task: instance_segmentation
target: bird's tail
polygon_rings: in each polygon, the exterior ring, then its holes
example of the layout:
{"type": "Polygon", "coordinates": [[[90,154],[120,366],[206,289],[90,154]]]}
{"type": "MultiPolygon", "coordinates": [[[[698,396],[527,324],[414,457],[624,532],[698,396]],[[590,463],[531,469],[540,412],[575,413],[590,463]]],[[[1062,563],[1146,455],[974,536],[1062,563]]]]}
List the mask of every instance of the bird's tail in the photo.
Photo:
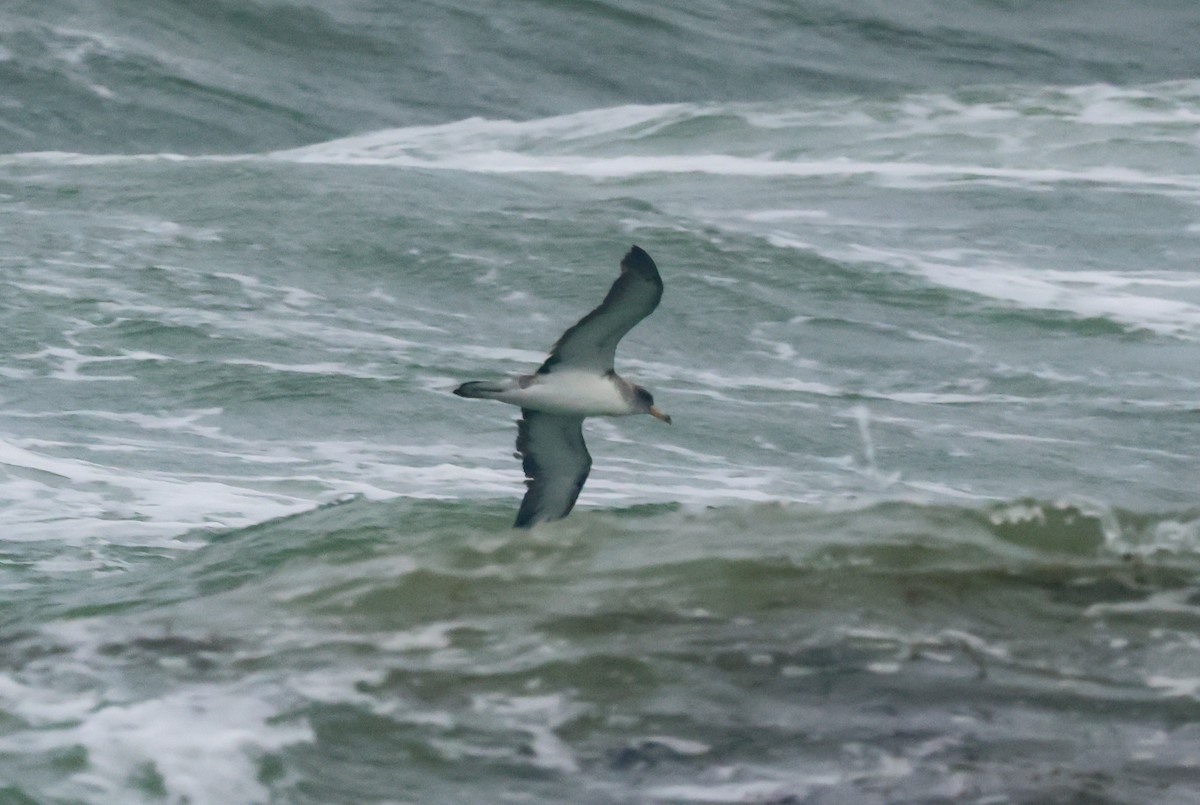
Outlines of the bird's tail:
{"type": "Polygon", "coordinates": [[[454,393],[459,397],[472,397],[483,400],[490,400],[497,394],[503,394],[509,390],[509,384],[503,382],[495,382],[489,380],[472,380],[469,383],[463,383],[454,390],[454,393]]]}

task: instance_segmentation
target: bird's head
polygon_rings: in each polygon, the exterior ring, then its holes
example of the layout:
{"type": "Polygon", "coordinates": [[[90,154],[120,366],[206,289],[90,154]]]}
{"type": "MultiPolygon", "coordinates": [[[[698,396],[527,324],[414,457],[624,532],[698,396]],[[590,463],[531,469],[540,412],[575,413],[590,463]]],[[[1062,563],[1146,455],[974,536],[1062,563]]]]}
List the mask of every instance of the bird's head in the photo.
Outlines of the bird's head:
{"type": "Polygon", "coordinates": [[[646,391],[646,389],[641,386],[634,386],[633,398],[637,401],[638,413],[649,414],[655,419],[661,419],[668,425],[671,424],[671,417],[658,410],[658,406],[654,404],[654,395],[646,391]]]}

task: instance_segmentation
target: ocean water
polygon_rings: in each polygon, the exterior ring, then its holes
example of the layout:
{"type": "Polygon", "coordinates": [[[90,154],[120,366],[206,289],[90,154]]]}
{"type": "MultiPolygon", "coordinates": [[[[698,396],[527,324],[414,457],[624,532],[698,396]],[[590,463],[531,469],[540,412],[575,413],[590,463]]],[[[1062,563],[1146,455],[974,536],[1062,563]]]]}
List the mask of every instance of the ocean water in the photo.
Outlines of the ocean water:
{"type": "Polygon", "coordinates": [[[1200,803],[1200,13],[0,9],[0,803],[1200,803]],[[570,518],[529,371],[662,305],[570,518]]]}

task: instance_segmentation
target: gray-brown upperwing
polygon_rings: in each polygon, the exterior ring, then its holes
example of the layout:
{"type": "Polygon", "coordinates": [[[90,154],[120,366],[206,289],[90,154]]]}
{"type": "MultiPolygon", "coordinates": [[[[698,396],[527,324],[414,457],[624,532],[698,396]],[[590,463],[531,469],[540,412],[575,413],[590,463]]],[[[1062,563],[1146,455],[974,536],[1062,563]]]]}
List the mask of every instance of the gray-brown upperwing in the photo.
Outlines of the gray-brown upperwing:
{"type": "Polygon", "coordinates": [[[529,491],[521,501],[514,528],[566,517],[592,469],[583,443],[583,417],[521,409],[517,454],[529,491]]]}
{"type": "Polygon", "coordinates": [[[537,373],[584,369],[603,374],[613,368],[617,343],[658,307],[662,277],[650,255],[637,246],[621,260],[621,276],[608,289],[600,307],[562,334],[537,373]]]}

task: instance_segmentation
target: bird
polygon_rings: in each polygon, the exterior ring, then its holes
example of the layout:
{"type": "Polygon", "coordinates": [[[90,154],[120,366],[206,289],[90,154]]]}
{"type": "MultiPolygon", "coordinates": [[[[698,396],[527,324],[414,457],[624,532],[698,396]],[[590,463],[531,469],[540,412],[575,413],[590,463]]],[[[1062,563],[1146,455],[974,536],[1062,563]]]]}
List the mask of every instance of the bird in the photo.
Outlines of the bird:
{"type": "Polygon", "coordinates": [[[617,343],[662,299],[658,266],[636,245],[604,301],[559,337],[536,372],[499,381],[472,380],[459,397],[519,406],[517,452],[528,489],[513,528],[531,528],[570,514],[592,469],[583,441],[589,416],[649,414],[671,424],[654,396],[613,368],[617,343]]]}

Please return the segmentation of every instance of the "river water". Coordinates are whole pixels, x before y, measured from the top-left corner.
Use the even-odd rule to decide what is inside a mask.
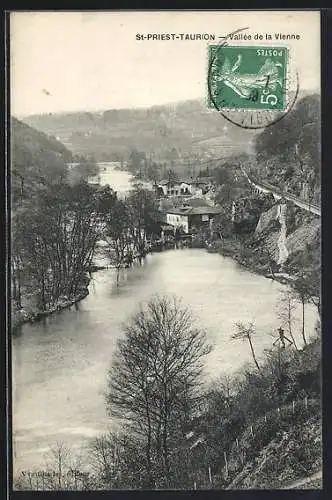
[[[148,255],[141,266],[123,270],[118,287],[112,269],[92,276],[90,294],[79,304],[23,325],[13,337],[14,471],[41,469],[44,453],[57,441],[81,450],[113,425],[103,399],[106,373],[122,323],[153,294],[181,297],[206,329],[214,345],[206,364],[210,378],[251,361],[248,344],[231,340],[236,321],[255,323],[258,357],[271,347],[270,334],[280,324],[276,308],[284,285],[205,250]],[[308,305],[305,314],[307,331],[313,331],[316,311]],[[295,315],[301,345],[300,307]]]

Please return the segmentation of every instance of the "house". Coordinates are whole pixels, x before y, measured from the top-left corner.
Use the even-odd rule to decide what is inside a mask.
[[[190,209],[189,209],[190,210]],[[183,231],[189,233],[189,213],[188,209],[173,208],[166,213],[166,223],[173,226],[174,230],[182,228]]]
[[[160,196],[202,196],[211,189],[213,177],[197,177],[193,179],[162,180],[155,187]]]
[[[176,228],[182,228],[188,234],[192,229],[209,226],[211,220],[221,213],[221,207],[192,207],[182,205],[181,207],[166,209],[166,223]]]
[[[196,196],[206,194],[214,185],[213,177],[196,177],[192,180],[191,193]]]
[[[156,184],[157,194],[161,196],[181,196],[190,195],[190,184],[179,181],[163,180]]]
[[[192,185],[191,185],[190,181],[186,181],[186,180],[181,181],[181,184],[180,184],[180,194],[181,195],[190,195],[190,194],[192,194],[191,188],[192,188]]]

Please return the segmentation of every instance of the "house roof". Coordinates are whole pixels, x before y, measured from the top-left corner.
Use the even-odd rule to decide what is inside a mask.
[[[221,207],[193,207],[191,213],[195,215],[217,215],[221,213]]]
[[[168,214],[175,215],[216,215],[221,213],[221,207],[176,207],[167,209]]]
[[[163,179],[162,181],[159,181],[157,182],[157,186],[167,186],[168,184],[172,184],[172,185],[179,185],[182,183],[182,180],[168,180],[168,179]]]
[[[193,179],[192,177],[187,177],[178,180],[169,180],[163,179],[157,183],[159,186],[167,186],[167,184],[209,184],[213,180],[213,177],[196,177]]]
[[[197,177],[194,179],[193,184],[209,184],[213,181],[213,177]]]
[[[188,205],[191,207],[211,207],[211,203],[208,203],[205,198],[189,198]]]
[[[191,177],[190,177],[190,178],[187,178],[187,179],[186,179],[186,178],[183,178],[183,179],[181,179],[181,181],[180,181],[180,183],[181,183],[181,184],[183,183],[183,184],[189,184],[189,185],[190,185],[190,184],[193,184],[193,182],[194,182],[194,179],[192,179]]]

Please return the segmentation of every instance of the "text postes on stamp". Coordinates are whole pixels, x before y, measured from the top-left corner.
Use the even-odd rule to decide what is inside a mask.
[[[219,108],[286,108],[288,50],[284,47],[209,47],[211,85]]]
[[[275,123],[293,107],[297,93],[288,48],[209,46],[208,106],[236,125]]]

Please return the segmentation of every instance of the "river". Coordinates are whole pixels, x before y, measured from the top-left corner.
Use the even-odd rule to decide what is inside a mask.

• **Work instructions**: Return the records exactly as they stand, and drop every picture.

• **Answer for the task**:
task: instance_segmentation
target: bird's tail
polygon_rings: in each polygon, the exterior ring, then its holes
example of the layout:
{"type": "Polygon", "coordinates": [[[90,154],[120,366],[206,289],[90,154]]]}
{"type": "MultiPolygon", "coordinates": [[[[698,396],[527,324],[414,457],[624,532],[698,396]],[[590,463],[531,469],[540,412],[575,413],[590,463]]],[[[1062,563],[1146,455],[974,536],[1062,563]]]]}
List the mask of every instance of the bird's tail in the photo.
Photo:
Outlines of the bird's tail:
{"type": "Polygon", "coordinates": [[[454,393],[459,397],[472,397],[483,400],[490,400],[497,394],[503,394],[509,390],[509,384],[503,382],[495,382],[489,380],[472,380],[469,383],[463,383],[454,390],[454,393]]]}

task: instance_segmentation
target: bird's head
polygon_rings: in each polygon, the exterior ring, then its holes
example of the layout:
{"type": "Polygon", "coordinates": [[[90,154],[120,366],[206,289],[90,154]]]}
{"type": "MultiPolygon", "coordinates": [[[[698,396],[527,324],[414,457],[624,532],[698,396]],[[590,463],[531,469],[540,412],[575,413],[590,463]]],[[[1062,563],[1146,455],[974,536],[1062,563]]]]}
List the mask of every instance of the bird's head in the photo.
Outlines of the bird's head:
{"type": "Polygon", "coordinates": [[[646,391],[646,389],[641,386],[634,386],[633,398],[637,401],[638,413],[649,414],[655,419],[661,419],[668,425],[671,424],[671,417],[658,410],[658,406],[654,404],[654,395],[646,391]]]}

task: instance_segmentation
target: ocean water
polygon_rings: in each polygon, the exterior ring, then its holes
example of the layout:
{"type": "Polygon", "coordinates": [[[90,154],[120,366],[206,289],[90,154]]]}
{"type": "MultiPolygon", "coordinates": [[[[698,396],[527,324],[414,457],[624,532],[698,396]],[[590,463],[531,469],[540,412],[575,413],[590,463]]],[[[1062,563],[1146,455],[974,536],[1062,563]]]]}
List the mask of every instance of the ocean water in the photo.
Outlines of the ocean water:
{"type": "Polygon", "coordinates": [[[1200,803],[1200,13],[0,9],[0,803],[1200,803]],[[570,518],[529,371],[662,305],[570,518]]]}

task: instance_segmentation
target: gray-brown upperwing
polygon_rings: in each polygon, the exterior ring, then its holes
example of the layout:
{"type": "Polygon", "coordinates": [[[90,154],[120,366],[206,289],[90,154]]]}
{"type": "MultiPolygon", "coordinates": [[[[698,396],[527,324],[414,457],[624,532],[698,396]],[[590,463],[531,469],[540,412],[575,413],[590,463]]],[[[1062,563],[1146,455],[974,536],[1062,563]]]]}
List the mask of every instance of the gray-brown upperwing in the photo.
Outlines of the gray-brown upperwing:
{"type": "Polygon", "coordinates": [[[529,491],[521,501],[514,528],[566,517],[592,469],[583,443],[583,417],[521,409],[517,454],[529,491]]]}
{"type": "Polygon", "coordinates": [[[537,373],[584,369],[603,374],[613,368],[617,343],[658,307],[662,277],[650,255],[637,246],[621,260],[621,276],[608,289],[600,307],[562,334],[537,373]]]}

task: instance_segmentation
target: bird
polygon_rings: in each polygon, the exterior ring, then its holes
example of the layout:
{"type": "Polygon", "coordinates": [[[90,154],[120,366],[206,289],[90,154]]]}
{"type": "MultiPolygon", "coordinates": [[[[698,396],[527,324],[414,457],[624,532],[698,396]],[[590,463],[531,469],[540,412],[575,413],[590,463]]],[[[1062,563],[1146,455],[974,536],[1062,563]]]]}
List the mask of every instance of the bird in the photo.
Outlines of the bird:
{"type": "Polygon", "coordinates": [[[617,343],[662,299],[658,266],[636,245],[604,301],[559,337],[536,372],[499,381],[472,380],[459,397],[519,406],[517,452],[528,489],[513,528],[531,528],[570,514],[592,469],[583,441],[589,416],[649,414],[671,424],[654,396],[613,368],[617,343]]]}

Please return the segmentation of every instance of the "river water". Coordinates are whole pixels, x before y, measured from the top-left corner.
Use the even-odd rule to decide what is inside a mask.
[[[148,255],[141,266],[123,270],[118,287],[112,269],[92,276],[90,294],[79,304],[23,325],[13,337],[14,471],[41,469],[44,453],[57,441],[81,450],[113,425],[103,399],[106,373],[122,323],[153,294],[181,297],[206,329],[214,345],[206,364],[210,378],[251,361],[248,344],[231,340],[236,321],[255,323],[258,357],[271,347],[270,334],[280,324],[276,308],[284,285],[205,250]],[[308,305],[305,314],[307,331],[313,331],[316,311]],[[295,315],[301,345],[300,307]]]

Please return the segmentation of every instance of the "house". Coordinates are whole pixels, x before y, measured from the top-left corner.
Use the even-odd rule to decide what is inside a mask.
[[[190,209],[189,209],[190,210]],[[183,231],[189,233],[189,213],[188,209],[173,208],[166,213],[166,223],[173,226],[174,230],[182,228]]]
[[[160,196],[202,196],[211,189],[213,177],[197,177],[193,179],[162,180],[155,187]]]
[[[176,228],[182,228],[188,234],[192,229],[209,226],[211,220],[221,213],[221,207],[192,207],[182,205],[181,207],[166,209],[166,223]]]
[[[196,196],[206,194],[214,185],[213,177],[196,177],[192,180],[191,193]]]
[[[156,184],[157,194],[161,196],[181,196],[190,195],[190,184],[179,181],[163,180]]]
[[[192,185],[191,185],[190,181],[186,181],[186,180],[181,181],[181,184],[180,184],[180,194],[181,195],[190,195],[190,194],[192,194],[191,188],[192,188]]]

Please return the segmentation of every instance of the "house roof". Coordinates are whole pixels, x before y, measured from the top-left corner.
Use the even-odd rule to decide what is inside a mask.
[[[221,207],[193,207],[191,213],[195,215],[217,215],[221,213]]]
[[[168,214],[175,215],[216,215],[221,213],[221,207],[176,207],[167,209]]]
[[[163,179],[162,181],[159,181],[157,182],[157,186],[167,186],[168,184],[172,184],[172,185],[179,185],[182,183],[182,180],[168,180],[168,179]]]
[[[193,179],[192,177],[187,177],[178,180],[169,180],[163,179],[157,183],[159,186],[167,186],[167,184],[209,184],[213,180],[213,177],[196,177]]]
[[[197,177],[194,179],[193,184],[209,184],[213,181],[213,177]]]
[[[188,205],[191,207],[211,207],[211,203],[208,203],[205,198],[189,198]]]
[[[191,177],[190,177],[190,178],[187,178],[187,179],[186,179],[186,178],[183,178],[183,179],[181,179],[181,181],[180,181],[180,183],[181,183],[181,184],[183,183],[183,184],[189,184],[189,185],[190,185],[190,184],[193,184],[193,182],[194,182],[194,179],[192,179]]]

Please return the segmentation of every instance of the "text postes on stamp". Coordinates are whole pixels, x before y, measured from the top-left corner.
Use the even-odd rule to decide what is inside a mask.
[[[219,108],[286,108],[288,50],[284,47],[209,47],[211,85]]]
[[[275,123],[293,107],[297,93],[288,48],[209,46],[208,106],[236,125]]]

Please return the segmentation of every instance of the "river". Coordinates are whole pixels, x before y, measured from the top-left corner.
Use the even-odd rule to decide what is inside a mask.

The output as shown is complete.